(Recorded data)
_ _ _ _ _

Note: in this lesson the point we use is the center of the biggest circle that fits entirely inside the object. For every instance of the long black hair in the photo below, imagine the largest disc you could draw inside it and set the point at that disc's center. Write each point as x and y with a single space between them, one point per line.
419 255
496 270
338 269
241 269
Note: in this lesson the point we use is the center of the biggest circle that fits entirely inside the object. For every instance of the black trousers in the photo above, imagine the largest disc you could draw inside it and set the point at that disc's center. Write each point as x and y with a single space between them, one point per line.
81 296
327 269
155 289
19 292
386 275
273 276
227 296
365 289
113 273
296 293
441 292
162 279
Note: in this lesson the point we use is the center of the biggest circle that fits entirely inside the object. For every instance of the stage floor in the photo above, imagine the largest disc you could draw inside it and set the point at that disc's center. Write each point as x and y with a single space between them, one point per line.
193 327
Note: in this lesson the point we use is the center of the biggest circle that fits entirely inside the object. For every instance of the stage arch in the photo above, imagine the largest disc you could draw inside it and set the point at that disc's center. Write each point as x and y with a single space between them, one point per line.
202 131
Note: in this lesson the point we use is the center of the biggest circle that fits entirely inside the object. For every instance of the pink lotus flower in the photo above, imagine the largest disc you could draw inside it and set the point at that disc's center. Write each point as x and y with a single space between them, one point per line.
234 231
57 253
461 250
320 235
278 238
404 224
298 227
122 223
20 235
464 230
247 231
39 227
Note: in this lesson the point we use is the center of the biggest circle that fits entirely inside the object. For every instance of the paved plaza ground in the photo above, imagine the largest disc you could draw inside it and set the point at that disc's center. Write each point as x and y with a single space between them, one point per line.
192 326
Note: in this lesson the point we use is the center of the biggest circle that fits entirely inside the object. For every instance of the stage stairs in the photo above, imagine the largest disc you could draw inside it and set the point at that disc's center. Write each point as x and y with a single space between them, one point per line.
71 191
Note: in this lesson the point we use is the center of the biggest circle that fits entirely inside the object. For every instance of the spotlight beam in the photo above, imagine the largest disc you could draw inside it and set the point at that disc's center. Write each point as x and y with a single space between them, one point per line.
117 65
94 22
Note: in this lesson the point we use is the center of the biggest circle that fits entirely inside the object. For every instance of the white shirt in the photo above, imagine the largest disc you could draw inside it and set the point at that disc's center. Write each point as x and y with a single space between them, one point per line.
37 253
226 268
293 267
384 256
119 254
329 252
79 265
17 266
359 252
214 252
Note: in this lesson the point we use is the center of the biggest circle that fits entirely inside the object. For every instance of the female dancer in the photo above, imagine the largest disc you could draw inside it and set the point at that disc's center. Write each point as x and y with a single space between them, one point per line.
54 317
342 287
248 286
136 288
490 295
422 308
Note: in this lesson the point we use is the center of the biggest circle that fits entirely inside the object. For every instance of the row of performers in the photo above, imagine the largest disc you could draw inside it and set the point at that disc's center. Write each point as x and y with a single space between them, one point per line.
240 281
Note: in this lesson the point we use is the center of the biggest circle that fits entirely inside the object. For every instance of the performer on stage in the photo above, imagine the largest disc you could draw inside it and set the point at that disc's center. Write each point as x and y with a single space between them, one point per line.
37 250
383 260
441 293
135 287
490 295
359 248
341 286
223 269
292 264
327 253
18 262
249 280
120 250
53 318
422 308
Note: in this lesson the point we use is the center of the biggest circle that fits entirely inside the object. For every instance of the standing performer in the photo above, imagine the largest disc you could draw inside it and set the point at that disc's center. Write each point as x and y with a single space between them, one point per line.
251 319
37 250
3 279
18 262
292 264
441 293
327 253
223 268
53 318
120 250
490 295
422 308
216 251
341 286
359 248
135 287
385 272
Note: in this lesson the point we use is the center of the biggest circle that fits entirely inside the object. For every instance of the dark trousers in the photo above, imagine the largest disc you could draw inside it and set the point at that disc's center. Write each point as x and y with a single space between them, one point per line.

_ _ _ _ _

- [Work instruction] Exact copies of all the records are to be printed.

- [Answer]
Note: in this lesson the point we use is the center of the biggest circle that fits entirely inside the object. For every instance of the long black hair in the photo below, imagine the largest disc you could draw inside it and set the point at that disc's center. Write each point as x and y with a single space between them, one point per line.
419 255
496 270
338 269
241 269
Note: in this lesson the point we use is the center of the biggest circle that fits entirely inside the object. For every instance of the black trousers in the photo above, imagine the largest disc you could draw inside it and set the point at that disc's center. Write each point as x and y with a single space between them, one point per line.
81 296
327 269
155 289
19 292
386 275
273 276
227 296
365 289
113 273
296 293
441 292
162 279
Note: in this lesson the point we use is the center of the biggest circle that fits entirely inside the object. For every instance of the stage floor in the photo above, imagine the largest disc you could draw inside it and set the point at that disc's center. Write each point as x and y with a single space between them, one point per line.
193 327
Note: in this lesson the point we use is the center of the biggest circle that fits entirely inside the object. For every instance of the stage arch in the photo above, imagine the largest disc you could draw inside it and set the point at that disc's center. Write each point as x and y with a single space between them, one point per line.
202 131
Note: in this lesson the point we use is the center of the biggest circle that fits entirely inside the object. For every instance of the pink lotus flower in the photo above, imagine the largest disc you could draw inside it and set the point at that disc's center. Write each point as x and y with a single space between them, one point per line.
234 231
57 253
461 250
320 235
278 238
404 224
298 227
122 223
20 235
464 230
247 231
39 227
Note: in this lesson the point we use is the center of the biggest circle that fits entirely inside the object. For every instance of the paved plaza ground in the photo above, imagine the largest disc you could draw inside it and set the point at that disc's center. Write each point as x and y with a single space between them, one point per line.
192 326
Note: in this lesson the point we use is the center of the biggest circle that fits entirely inside the object. For every instance of the stage stairs in the photo above, imagine the largest disc you could draw inside it and set the point at that disc's center. Write each point as x and y with a single space between them, one point per line.
71 191
Note: in this lesson the point we use is the center of the biggest circle that fits entirely inside the object. For every instance of the spotlight beam in the photo above, imagine the largest disc you could draw inside it and set the point at that disc's center. Write each point as x and y with a single space between them, one point per line.
117 65
94 22
Note: in this lesson the point we use is the center of the biggest circle that fits entirely inside the object. For every instance of the white shirt in the photo above, imagine the largest disc you could draw inside it and set the point at that disc's center. Write each point as x and y with a single space between them, one point per line.
37 253
226 268
293 267
384 256
119 254
329 252
79 265
17 266
359 252
214 252
Note: in this lesson the point we use is the center of the biggest circle that fits entirely inside the object. For every instance of the female dancer in the photo above, imagine the largest disc you could draw inside it and set the point at that disc's center. Write each point as x and y with a single space between them, one point per line.
54 317
342 287
248 286
136 288
490 295
422 308
Note: in this lesson the point we use is the center of the biggest circle that fits entirely inside the object. For every instance of the row of performers in the photo above, imagine the largest disc you could draw inside it and set the point at that disc's center. Write each point as x and y with a single space between them, one point per line.
240 281
Note: in this lesson the point we use is the center of the biggest circle that fits entirely inside the object. For every instance of the performer on stage in the photo above, imagine the largest disc you could draw inside it and set the point at that disc's center. Write each point as x and y with a single space between them, one point per line.
37 250
383 260
441 293
135 287
490 295
359 248
341 286
223 269
292 264
327 253
18 262
249 280
120 250
53 318
422 308
Note: in this lesson the point we use is the center of the biggest circle that fits entirely inside the object. For every instance of the standing performer in the photo above, imagine the largest disc you could draw inside it and set the point at that disc's center. Write each point as x and y with a single space between them, one point per line.
251 319
37 250
3 279
18 262
292 264
441 293
327 253
223 268
53 318
120 250
490 295
422 308
216 251
341 286
359 248
135 287
385 272
Note: in this lesson the point we use is the center of the biggest circle that fits entirely inside the object. For every instance of the dark trousers in the photo above, imagine the largest disc you could draw inside it and set the point at that disc's center. Write each point as x and y with a single space between them, one point per line.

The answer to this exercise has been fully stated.